[Supplied records]
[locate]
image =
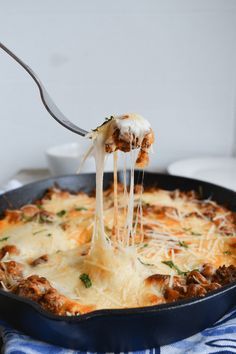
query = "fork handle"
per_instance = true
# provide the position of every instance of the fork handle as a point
(45, 97)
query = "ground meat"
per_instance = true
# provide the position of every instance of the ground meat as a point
(208, 270)
(195, 290)
(12, 269)
(33, 287)
(39, 260)
(39, 289)
(13, 216)
(11, 249)
(212, 286)
(194, 277)
(30, 210)
(171, 295)
(225, 275)
(195, 283)
(52, 301)
(158, 279)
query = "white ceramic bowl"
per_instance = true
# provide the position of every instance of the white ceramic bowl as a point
(65, 159)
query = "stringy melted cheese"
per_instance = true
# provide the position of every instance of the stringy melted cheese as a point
(121, 237)
(119, 283)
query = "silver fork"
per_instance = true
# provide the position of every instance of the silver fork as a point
(48, 103)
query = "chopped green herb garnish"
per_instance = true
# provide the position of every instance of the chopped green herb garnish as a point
(61, 213)
(44, 219)
(187, 229)
(228, 253)
(200, 191)
(183, 244)
(39, 206)
(174, 266)
(4, 239)
(148, 264)
(27, 218)
(39, 231)
(195, 233)
(86, 280)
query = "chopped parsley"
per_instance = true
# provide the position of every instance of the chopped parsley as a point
(147, 264)
(195, 233)
(4, 239)
(86, 280)
(39, 206)
(27, 218)
(61, 213)
(228, 253)
(174, 266)
(187, 229)
(39, 231)
(183, 244)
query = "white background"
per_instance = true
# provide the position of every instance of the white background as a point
(172, 61)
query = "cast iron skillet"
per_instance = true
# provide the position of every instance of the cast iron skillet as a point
(125, 329)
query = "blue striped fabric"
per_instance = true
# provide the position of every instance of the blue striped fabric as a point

[Exercise] Reproduce all the records verbatim, excluding images.

[Solution for this task]
[locate]
image =
query = "fork handle"
per_instance = true
# provide the position of every instance of the fork handle as a point
(45, 97)
query = "ground meat"
per_instance = true
# provide the position of every instance of the ground meat as a point
(208, 270)
(195, 290)
(12, 269)
(33, 287)
(39, 260)
(39, 289)
(13, 216)
(11, 249)
(212, 286)
(194, 277)
(30, 210)
(171, 295)
(225, 275)
(195, 283)
(52, 301)
(158, 279)
query = "white ceramic bowl"
per_instance = true
# provide the position of every instance of the white ceramic bowl as a point
(65, 159)
query = "stringy melted cheese"
per_instance = true
# provide the position of every instance of the stringy melted cheese as a point
(121, 237)
(119, 283)
query = "silver fork"
per_instance = true
# provide the position of every instance of the silver fork as a point
(48, 103)
query = "chopped green herb garnish"
per_instance = true
# provide the position of every instance of the chopped green herb garnish as a point
(61, 213)
(44, 219)
(187, 229)
(228, 253)
(200, 191)
(183, 244)
(39, 206)
(174, 266)
(4, 239)
(148, 264)
(27, 218)
(39, 231)
(195, 233)
(86, 280)
query = "chopped parsley"
per_instance = true
# provide the position of every instance of the chopped parsley as a point
(147, 264)
(195, 233)
(4, 239)
(86, 280)
(39, 206)
(27, 218)
(61, 213)
(228, 253)
(174, 266)
(187, 229)
(39, 231)
(183, 244)
query = "white background"
per_instance = true
# provide the position of every instance of the white background as a point
(172, 61)
query = "cast iron skillet"
per_instance = true
# provide the position of every instance of the cast iron skillet as a point
(125, 329)
query = "blue striped fabric"
per_instance = true
# provide the position of every instance of the blue striped fabric as a point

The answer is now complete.